Given instruction - Return each of the rows below word for word, with the pictures left out.

A data block

- - -

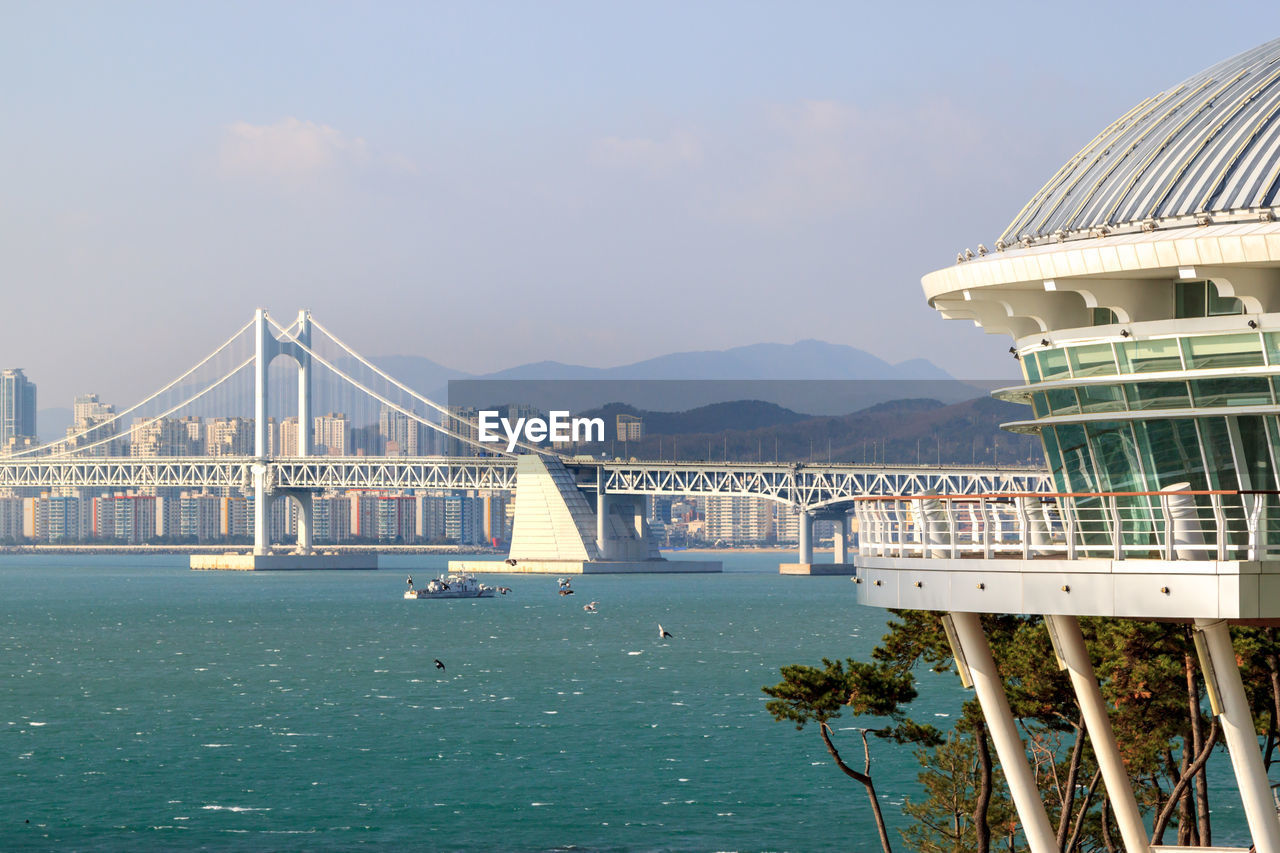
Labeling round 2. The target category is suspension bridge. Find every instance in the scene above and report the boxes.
[0,310,1050,571]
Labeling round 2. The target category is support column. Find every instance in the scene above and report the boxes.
[951,613,1057,853]
[631,494,649,542]
[799,510,813,565]
[595,465,609,560]
[293,492,312,553]
[252,462,271,555]
[831,515,849,564]
[252,309,275,555]
[296,310,312,455]
[1196,619,1280,853]
[1044,616,1151,850]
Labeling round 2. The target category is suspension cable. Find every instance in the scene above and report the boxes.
[271,319,548,456]
[40,355,257,456]
[6,320,253,459]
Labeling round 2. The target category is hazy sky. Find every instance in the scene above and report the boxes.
[0,0,1280,407]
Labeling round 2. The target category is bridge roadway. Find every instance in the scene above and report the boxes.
[0,456,1051,511]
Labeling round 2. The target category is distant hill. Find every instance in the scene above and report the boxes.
[374,341,951,394]
[560,397,1042,465]
[577,400,809,435]
[36,406,76,442]
[477,341,952,379]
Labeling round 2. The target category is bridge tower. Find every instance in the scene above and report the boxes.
[252,309,311,555]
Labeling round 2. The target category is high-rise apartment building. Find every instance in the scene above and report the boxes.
[312,412,351,456]
[0,368,37,452]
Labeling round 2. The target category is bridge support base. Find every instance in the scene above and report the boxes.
[778,562,858,578]
[449,560,723,575]
[191,553,378,571]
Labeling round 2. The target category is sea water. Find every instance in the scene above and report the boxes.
[0,553,1242,850]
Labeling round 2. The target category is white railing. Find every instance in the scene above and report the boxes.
[855,489,1280,560]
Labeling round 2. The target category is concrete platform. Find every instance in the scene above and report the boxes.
[778,562,858,578]
[449,560,723,575]
[191,553,378,571]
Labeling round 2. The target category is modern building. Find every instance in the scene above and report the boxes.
[203,418,253,456]
[858,40,1280,853]
[378,406,425,456]
[311,412,351,456]
[0,368,38,452]
[617,414,644,442]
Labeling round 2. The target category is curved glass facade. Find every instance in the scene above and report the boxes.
[1006,322,1280,544]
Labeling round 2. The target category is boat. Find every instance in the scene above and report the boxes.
[404,575,497,598]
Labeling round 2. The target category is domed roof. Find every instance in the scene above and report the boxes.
[1001,38,1280,245]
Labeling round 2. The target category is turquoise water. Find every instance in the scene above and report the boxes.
[0,553,1254,850]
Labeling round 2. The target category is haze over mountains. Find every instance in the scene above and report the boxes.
[374,341,952,391]
[37,339,957,442]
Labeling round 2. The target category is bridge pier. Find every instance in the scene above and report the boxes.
[449,453,721,575]
[831,515,849,564]
[291,492,311,555]
[778,508,855,576]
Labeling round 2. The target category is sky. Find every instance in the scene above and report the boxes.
[0,0,1280,409]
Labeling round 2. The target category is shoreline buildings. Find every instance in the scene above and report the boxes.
[858,40,1280,853]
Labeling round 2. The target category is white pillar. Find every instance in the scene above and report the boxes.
[595,465,609,560]
[1160,483,1208,560]
[1049,614,1151,850]
[296,310,311,458]
[800,510,813,564]
[831,515,849,564]
[252,309,274,555]
[1196,619,1280,853]
[951,612,1057,853]
[293,492,311,553]
[252,462,271,555]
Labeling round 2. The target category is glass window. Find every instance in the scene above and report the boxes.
[1019,355,1039,386]
[1075,386,1124,414]
[1174,282,1208,319]
[1192,377,1271,407]
[1124,382,1192,411]
[1093,309,1120,325]
[1028,350,1068,382]
[1183,334,1262,370]
[1041,427,1070,492]
[1068,343,1116,378]
[1117,338,1183,373]
[1044,388,1080,415]
[1196,418,1240,491]
[1053,424,1098,492]
[1084,421,1146,492]
[1133,418,1208,492]
[1235,415,1276,489]
[1208,282,1244,316]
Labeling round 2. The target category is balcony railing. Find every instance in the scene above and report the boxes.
[855,488,1280,561]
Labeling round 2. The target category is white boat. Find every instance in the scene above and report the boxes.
[404,575,497,598]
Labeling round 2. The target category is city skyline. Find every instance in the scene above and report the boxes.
[0,4,1280,409]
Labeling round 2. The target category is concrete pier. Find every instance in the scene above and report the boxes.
[778,562,858,578]
[449,560,723,575]
[191,553,378,571]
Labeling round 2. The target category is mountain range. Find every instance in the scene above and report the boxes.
[37,339,957,442]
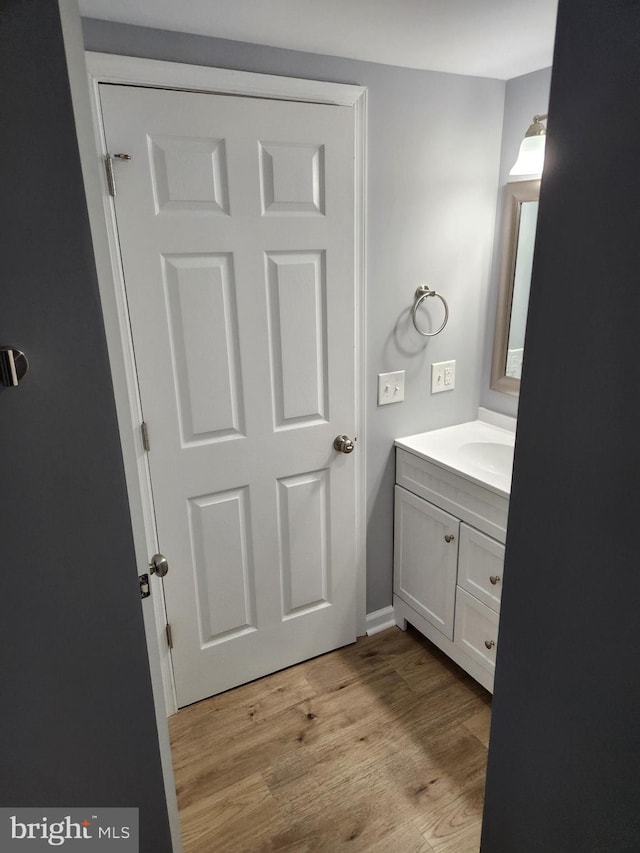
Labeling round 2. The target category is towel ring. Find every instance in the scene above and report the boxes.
[411,284,449,338]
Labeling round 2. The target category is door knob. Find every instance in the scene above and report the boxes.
[0,347,29,388]
[333,435,355,453]
[149,554,169,578]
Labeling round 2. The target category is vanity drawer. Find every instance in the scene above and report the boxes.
[396,447,509,542]
[458,524,504,613]
[454,586,500,672]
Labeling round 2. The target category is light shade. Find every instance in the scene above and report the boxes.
[509,136,546,181]
[509,115,547,181]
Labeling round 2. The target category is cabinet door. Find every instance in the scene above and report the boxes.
[458,524,504,613]
[393,486,460,640]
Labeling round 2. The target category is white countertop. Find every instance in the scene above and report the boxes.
[395,409,515,497]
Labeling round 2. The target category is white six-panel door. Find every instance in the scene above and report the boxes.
[100,85,358,706]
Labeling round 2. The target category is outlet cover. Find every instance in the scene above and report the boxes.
[378,370,404,406]
[431,361,456,394]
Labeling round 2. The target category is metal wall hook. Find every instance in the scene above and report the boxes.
[411,284,449,338]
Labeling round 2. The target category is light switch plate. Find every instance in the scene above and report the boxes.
[431,361,456,394]
[378,370,404,406]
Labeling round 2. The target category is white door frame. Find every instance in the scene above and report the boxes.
[86,52,367,716]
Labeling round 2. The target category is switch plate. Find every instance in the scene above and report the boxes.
[431,361,456,394]
[378,370,404,406]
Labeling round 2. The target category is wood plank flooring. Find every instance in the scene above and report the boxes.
[169,628,491,853]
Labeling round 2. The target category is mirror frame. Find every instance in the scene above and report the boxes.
[491,179,540,396]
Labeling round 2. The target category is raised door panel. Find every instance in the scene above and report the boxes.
[458,524,504,613]
[393,486,460,640]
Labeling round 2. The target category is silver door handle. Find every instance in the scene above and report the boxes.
[149,554,169,578]
[0,346,29,388]
[333,435,355,453]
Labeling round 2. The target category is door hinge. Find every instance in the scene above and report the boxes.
[104,154,116,198]
[104,154,131,198]
[140,421,151,453]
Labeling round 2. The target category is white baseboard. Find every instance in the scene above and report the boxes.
[365,605,396,637]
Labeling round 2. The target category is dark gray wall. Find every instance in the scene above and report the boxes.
[83,20,505,612]
[0,0,171,853]
[482,0,640,853]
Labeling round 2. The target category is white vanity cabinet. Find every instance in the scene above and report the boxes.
[393,439,509,690]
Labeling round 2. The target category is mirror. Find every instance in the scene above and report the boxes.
[491,180,540,394]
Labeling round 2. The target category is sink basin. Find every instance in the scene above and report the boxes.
[395,418,515,497]
[458,441,513,477]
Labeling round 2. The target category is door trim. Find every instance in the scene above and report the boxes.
[85,51,367,716]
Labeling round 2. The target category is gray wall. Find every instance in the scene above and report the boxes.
[482,0,640,853]
[480,68,551,417]
[0,0,171,853]
[84,20,505,612]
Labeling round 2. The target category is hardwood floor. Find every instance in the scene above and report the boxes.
[169,628,491,853]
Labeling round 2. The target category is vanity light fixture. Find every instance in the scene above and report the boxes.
[508,114,547,181]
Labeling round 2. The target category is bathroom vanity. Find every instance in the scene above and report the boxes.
[393,409,515,690]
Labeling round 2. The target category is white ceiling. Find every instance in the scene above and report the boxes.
[79,0,557,79]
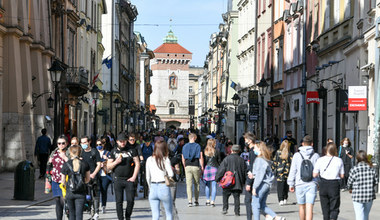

- - -

Problem solution -
Labeling round 2. The target category is suspension bridge. Find every instance in the scene above and report the boxes.
[0,310,1050,571]
Labeling round 2. The target category is support column. Find every instance in the scene above and report the boxes.
[951,613,1057,853]
[631,494,649,542]
[799,510,813,565]
[595,465,609,560]
[293,492,312,553]
[252,462,271,555]
[831,515,849,564]
[252,309,275,555]
[296,310,312,455]
[1196,619,1280,853]
[1044,616,1151,850]
Labeling round 2. The target category is suspension cable. Find every instance in the scene above and report the boxes.
[271,319,548,456]
[40,355,257,456]
[6,320,253,459]
Labeling round 2. The target category is hazy sky. Find every instance in the scene above and report the boxes.
[0,0,1280,407]
Labeling round 2. The target category is bridge roadway. Find every instance in the scene above and report the boxes.
[0,456,1051,511]
Labeling round 2. The target category is distant hill. Find every instance in the scene above and report the boxes.
[374,341,951,394]
[560,397,1042,465]
[577,400,809,435]
[36,406,76,442]
[477,341,952,379]
Labeling round 2. The target category is bridge tower. Find every instance in the scene above and report the boxes.
[252,309,311,555]
Labeling round 2. The target category is high-rise apartment building. Find every instance in the scene above and report the boxes.
[312,412,351,456]
[0,368,37,452]
Labeling round 2. The target category is bridge support base. Find every instance in the scene above and report the boxes.
[778,562,858,578]
[449,560,723,575]
[191,553,378,571]
Labeling round 2. The target category is sea water. Find every instance in the scene above and report the boxes.
[0,553,1242,850]
Labeling round 2. The target category is white railing. Find every instance in the scene above and report the boxes.
[855,489,1280,560]
Labeling round 2. The target category is concrete platform. Find every instance in the scene above and report the boxes.
[778,562,858,578]
[449,560,723,575]
[191,553,378,571]
Labeling round 2. The target category is modern building. Find every instance in the scene above and report the boxes.
[203,418,253,456]
[858,40,1280,853]
[378,406,425,456]
[311,412,351,456]
[0,368,38,452]
[617,414,644,442]
Labeling round 2. The target category is curved glass facade. Find every instance in the scene above and report the boxes.
[1006,322,1280,544]
Labeling round 2. The target category is boat. Find every instance in the scene above and report the boxes.
[404,575,497,598]
Labeling round 2. The target category is domed roof. Find every instance in the scene above and report the boxes.
[1001,38,1280,245]
Labeling round 2. The target category is turquoise water. Find every instance in the scene above and report the boxes.
[0,553,1254,850]
Labeling round 2. The target category is haze over mountains. Find every instance in the scene above and report the boxes.
[374,341,952,391]
[37,339,957,442]
Labeling round 2. The target category is bridge pier. Find every instance in the scene above and report the boxes.
[449,453,721,575]
[831,515,849,564]
[291,492,311,555]
[778,508,855,576]
Labeling round 2. The target category is sky. Find every instance in the scene above and report the boxes.
[0,0,1280,409]
Labeling round 2. The target category is shoreline buildings. Find every instance in the scene above and report the boxes.
[858,40,1280,853]
Labeling round 2. The target category is white pillar. Find every instance in the scene above and report the boxes.
[595,465,609,560]
[1160,483,1208,560]
[1049,614,1151,850]
[296,310,311,458]
[800,510,813,564]
[831,515,849,564]
[252,309,274,555]
[1196,619,1280,853]
[951,612,1057,853]
[293,492,311,553]
[252,462,271,555]
Labeling round 2. The target category is glass window. Find every instance in the scene above and report the boxes.
[1019,355,1039,386]
[1075,386,1124,414]
[1174,282,1208,319]
[1192,377,1271,407]
[1124,382,1192,411]
[1093,309,1120,325]
[1028,350,1068,382]
[1183,334,1262,370]
[1041,427,1070,492]
[1068,343,1116,378]
[1117,338,1183,373]
[1044,388,1080,415]
[1196,418,1240,491]
[1053,424,1098,492]
[1084,421,1146,492]
[1133,418,1208,492]
[1235,415,1276,489]
[1208,282,1244,316]
Labeling round 2. The target category is balcony railing. Find every instance in the scene above and report the boxes.
[855,488,1280,561]
Labeling round 2. The target category is white boat. Find every instance in the scene above and report the boxes.
[404,575,497,598]
Labeling round 2. The target category is city skyline. Find every instance in the scene above and report the boxes.
[0,4,1280,409]
Labeling round 2. The target category is concrete pier. Find every instance in the scene above and report the boxes.
[778,562,858,578]
[449,560,723,575]
[191,553,378,571]
Labeling round 2. The target category is mountain range. Find every instance in the scene above and report the boxes.
[37,339,957,442]
Labeling round 2. The target category is towel ring. Find every instance in the scene above and report the boxes.
[411,284,449,338]
Labeling round 2. The target category is door knob. Find every instance in the scene above and report the boxes.
[0,347,29,388]
[333,435,355,453]
[149,554,169,578]
Labeling round 2. The target category is vanity drawer. Find every instance in the scene above and report the boxes.
[396,447,509,542]
[458,524,504,613]
[454,586,500,672]
Labeling round 2. The target category is light shade. Find every instance in the scene above and report the boxes.
[509,136,546,181]
[509,115,547,181]
Labeling round 2. The target category is cabinet door. Find every instance in the scene above and report the boxes.
[458,524,504,613]
[393,486,460,640]
Labeling round 2. The target category is white countertop. Find every instance in the scene above and report the boxes.
[395,409,515,497]
Labeling round 2. The target category is white six-panel door. Find every instance in the scene above and report the boxes.
[100,85,358,706]
Labeling round 2. The target category is outlet cover. Find every instance in the scene above and report the boxes.
[378,370,404,406]
[431,361,456,394]
Labeling round 2. The target category is metal wall hook. Find every instance in the scene above and report the boxes.
[411,284,449,338]
Labeling round 2. The target category is light switch plate. Find every instance in the scene above and report the boxes.
[431,361,456,394]
[378,370,404,406]
Labeling round 2. The target category is white door frame. Find every instance in the scene above and report the boxes.
[86,52,367,716]
Labeling round 2. The target category is switch plate. Find every instance in the scene above and report the boxes.
[431,361,456,394]
[378,370,404,406]
Labeling round 2. The target category is wood plank flooring. Find every instance in the scene above and report the boxes.
[169,628,491,853]
Labeling round 2. The target category is mirror frame. Find every instance in the scene above and report the boxes.
[491,179,540,396]
Labeling round 2. The target category is raised door panel. Find every instance in the scene above and report the boxes.
[458,524,504,613]
[393,486,460,640]
Labeling round 2. The target category is silver door handle. Find every instance in the scene above and report the boxes.
[149,554,169,578]
[0,346,29,388]
[333,435,355,453]
Labeling round 2. The target category is door hinge. Find every instance in the scene above and report the boxes.
[104,154,116,198]
[104,154,131,198]
[140,421,151,453]
Labeling round 2. The target category is white baseboard. Find every instance in the scene above and report the boxes.
[365,605,396,637]
Labeling round 2. The target category is dark gray wall. Find every instance in the scene above and report the boxes.
[83,20,505,612]
[0,0,171,853]
[482,0,640,853]
Labeling round 2. The target category is white vanity cabinet. Find every instance in the scene above and report the boxes.
[393,439,509,690]
Labeling round 2. The target category is mirror. Find every instance in the scene above and report the boxes.
[491,180,540,394]
Labeling round 2. The target category is sink basin. Find every instance in the scene above and report the boxes.
[395,418,515,497]
[458,441,513,477]
Labeling round 2. The target category is door trim. Find every instance in the scene above and report the boxes.
[85,51,367,716]
Labeling round 2. The target category is gray wall. Find every instance in the scene above and report the boxes.
[482,0,640,853]
[480,68,551,417]
[0,0,171,853]
[84,20,505,612]
Labeling round 2. The target category is hardwood floor. Find every instance in the scene above and report the boxes.
[169,628,491,853]
Labeling round 2. The target category is vanity light fixture. Find every instance in the scene above and report the boxes.
[508,114,547,181]
Labeling round 2. The target category is bathroom vanity. Find every instance in the scene above and report the boxes.
[393,409,515,690]
Labeling round 2. The target category is white ceiling. Find every instance in the scene above and report the boxes.
[79,0,557,79]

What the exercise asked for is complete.